Text passage ▸
* * * * *

The challenge of limited data availability has become a central focus in research related to BECP. To address this problem, several perspectives can be considered. Data augmentation [18] and synthetic data generation [19] have proven to be viable strategies for enhancing the quality and diversity of datasets, thereby improving the models’ prediction performance, and addressing the issue of limited data availability. However, these methods often rely on techniques like noise injection and data recombination, which may introduce inconsistencies and fail to accurately represent real-world conditions, thus hindering the model’s applicability in practical scenarios. Moreover, Transfer learning [20] is an effective method for addressing the issue of limited data availability in BECP. By leveraging data from different buildings or regions, transfer learning applies the acquired knowledge to the target domain with limited data, thereby reducing the dependency on large-scale datasets. In practical applications, transfer learning can swiftly adapt to the variations in energy consumption characteristics of new buildings or regions, maintaining high prediction accuracy in diverse and dynamic environments. Despite the increasing use of transfer learning in BECP, existing methods often require extensive parameter updates to adapt to the target domain, which hinders practical deployment, especially under limited data scenarios [21]. Furthermore, cross-domain discrepancies—stemming from differences in HVAC configurations, occupant behavior, and energy management strategies—introduce significant domain shifts, compromising generalization and increasing the risk of overfitting [20]. These challenges reveal two major gaps in current BECP methods: (1) the lack of lightweight and adaptive transfer mechanisms that reduce parameter overhead. (2) insufficient robustness to domain shifts under data limited.

* * * * *

Information shown ▸
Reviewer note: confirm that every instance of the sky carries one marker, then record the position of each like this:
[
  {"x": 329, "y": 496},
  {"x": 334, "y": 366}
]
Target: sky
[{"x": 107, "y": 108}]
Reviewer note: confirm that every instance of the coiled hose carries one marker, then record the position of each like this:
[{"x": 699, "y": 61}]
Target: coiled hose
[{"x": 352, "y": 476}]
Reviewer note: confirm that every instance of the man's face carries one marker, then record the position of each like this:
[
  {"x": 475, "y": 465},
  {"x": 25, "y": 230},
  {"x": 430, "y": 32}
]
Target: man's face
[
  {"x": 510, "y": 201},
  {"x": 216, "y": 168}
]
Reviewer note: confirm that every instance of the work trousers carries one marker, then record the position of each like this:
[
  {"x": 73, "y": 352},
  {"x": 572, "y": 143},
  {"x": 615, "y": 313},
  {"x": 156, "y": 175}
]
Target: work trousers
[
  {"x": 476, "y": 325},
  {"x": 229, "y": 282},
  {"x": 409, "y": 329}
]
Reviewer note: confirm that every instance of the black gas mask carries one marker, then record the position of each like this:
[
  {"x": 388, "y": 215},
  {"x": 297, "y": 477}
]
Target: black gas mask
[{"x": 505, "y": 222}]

* * * * *

Written request 1 ▸
Name every source of cross-domain discrepancies that the passage on limited data availability in BECP identifies.
Written request 2 ▸
Summarize the passage on limited data availability in BECP in two sentences.
Written request 3 ▸
Continue the passage on limited data availability in BECP, starting after its final sentence.
The lines that appear along with the text are not relevant here.

Task output 1 ▸
- Differences in HVAC configurations
- Differences in occupant behavior
- Differences in energy management strategies

Task output 2 ▸
Limited data availability is a central research concern in BECP. Data augmentation and synthetic data generation can enhance datasets but may introduce inconsistencies that fail to reflect real-world conditions, and transfer learning reduces dependence on large datasets by reusing knowledge from other buildings or regions, yet existing methods require extensive parameter updates and suffer from domain shifts, leaving gaps in lightweight adaptive transfer and in robustness to domain shifts.

Task output 3 ▸
To address overparameterization associated with traditional transfer learning, mitigating inter-domain discrepancies among buildings, and to enhance the performance of BECP in scenarios characterized by limited data availability, we propose a Low-Rank Attention-Enhanced Temporal Convolutional Transfer Learning method (LRTL-AtTCN). By integrating the attention mechanism with the local feature extraction capability of the Temporal Convolutional Network (TCN), we establish a temporal feature learning framework with the ability to model global dependencies. This framework addresses the inherent defect of the limited receptive field of TCN, thereby enhancing the feature extraction ability of the model. Meanwhile, the low-rank transfer learning framework we propose can reduce the parameter redundancy while maintaining the cross-domain invariant features, and this characteristic has been verified through experiments. For the first time, LRTL systematically expounds how the low-rank constraint can simultaneously achieve the dual objectives of minimizing the differences across building domains and preserving key knowledge during the transfer process, providing a viable solution to these challenges. In summary, the LRTL-AtTCN framework employs an attention-enhanced TCN architecture, which captures both local and global temporal dependencies simultaneously through a dynamic weighting mechanism; the low-rank transfer mechanism significantly reduces the parameter transfer cost while maintaining the prediction performance across different building domains. The principal contributions of this paper are as follows:

• We propose integrating the attention mechanism with TCN, named AtTCN. AtTCN enhances the model’s ability to dynamically capture global dependencies with the attention mechanism, addressing the limitations of TCN’s local receptive field, and capturing both local and global hidden features more effectively.
• By introducing low-rank decomposition, we propose a novel transfer learning-based AtTCN method, named LRTL-AtTCN, which significantly reduces the number of parameters during the transfer learning process and achieves better prediction performance in conditions of limited data, demonstrating great adaptability across different building types.
• We evaluate LRTL-AtTCN, focusing on its performance in BECP in the source domain and the target domain with limited data, and specifically investigate the impact of the experimental results of the attention mechanism and low-rank decomposition. The code in this paper is available at https://github.com/Fechos/LRTL-AtTCN (accessed on 21 May 2025).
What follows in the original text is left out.